Exercise brief:
Where the line containing "[[113, 575], [314, 418], [336, 281], [95, 253], [82, 449]]" appears in the records below, begin there and write out each line exactly until the last one, and nothing more.

Start of Given records

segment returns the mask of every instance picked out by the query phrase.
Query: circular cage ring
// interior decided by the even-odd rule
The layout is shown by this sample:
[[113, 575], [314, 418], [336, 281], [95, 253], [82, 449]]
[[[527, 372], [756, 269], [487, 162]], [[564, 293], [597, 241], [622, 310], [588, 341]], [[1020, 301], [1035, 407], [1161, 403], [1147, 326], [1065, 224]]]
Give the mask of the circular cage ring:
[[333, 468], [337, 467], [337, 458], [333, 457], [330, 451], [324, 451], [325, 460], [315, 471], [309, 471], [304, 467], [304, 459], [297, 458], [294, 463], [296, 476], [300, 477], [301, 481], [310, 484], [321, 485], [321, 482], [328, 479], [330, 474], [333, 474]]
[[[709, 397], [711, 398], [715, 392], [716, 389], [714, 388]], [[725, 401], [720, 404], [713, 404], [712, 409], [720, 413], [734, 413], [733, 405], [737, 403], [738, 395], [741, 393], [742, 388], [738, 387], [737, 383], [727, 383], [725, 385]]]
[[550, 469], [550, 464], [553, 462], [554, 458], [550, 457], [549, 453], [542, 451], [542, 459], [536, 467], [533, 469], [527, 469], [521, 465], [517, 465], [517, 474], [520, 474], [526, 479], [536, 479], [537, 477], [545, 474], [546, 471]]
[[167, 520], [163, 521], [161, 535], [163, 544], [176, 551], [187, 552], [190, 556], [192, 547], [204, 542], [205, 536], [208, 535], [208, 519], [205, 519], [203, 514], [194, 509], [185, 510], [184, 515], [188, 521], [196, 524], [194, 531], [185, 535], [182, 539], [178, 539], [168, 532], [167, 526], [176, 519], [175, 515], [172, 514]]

End of Given records

Your response:
[[113, 575], [314, 418], [336, 281], [95, 253], [82, 449]]
[[[527, 372], [756, 269], [487, 162]], [[564, 293], [597, 241], [622, 310], [588, 341]], [[1020, 301], [1035, 407], [1161, 403], [1147, 326], [1065, 224]]]
Give the mask of the circular cage ring:
[[333, 468], [337, 467], [337, 458], [333, 457], [330, 451], [324, 451], [325, 460], [315, 471], [309, 471], [304, 467], [304, 459], [297, 458], [294, 463], [296, 476], [300, 477], [301, 481], [310, 484], [321, 485], [321, 482], [328, 479], [330, 474], [333, 474]]
[[[709, 397], [711, 398], [715, 392], [716, 389], [714, 388]], [[725, 401], [720, 404], [713, 404], [712, 409], [720, 413], [734, 413], [733, 405], [737, 403], [738, 395], [741, 393], [742, 388], [738, 387], [737, 383], [727, 383], [725, 385]]]
[[550, 469], [550, 464], [553, 462], [554, 458], [550, 457], [549, 453], [542, 451], [542, 459], [536, 467], [533, 469], [527, 469], [521, 465], [517, 465], [517, 474], [520, 474], [526, 479], [536, 479], [537, 477], [545, 474], [546, 471]]
[[167, 520], [163, 521], [161, 535], [163, 544], [176, 551], [187, 552], [190, 556], [192, 547], [204, 542], [205, 536], [208, 535], [208, 519], [205, 519], [203, 514], [194, 509], [185, 510], [184, 515], [188, 521], [196, 524], [194, 531], [185, 535], [182, 539], [178, 539], [168, 532], [167, 526], [176, 519], [175, 515], [172, 514]]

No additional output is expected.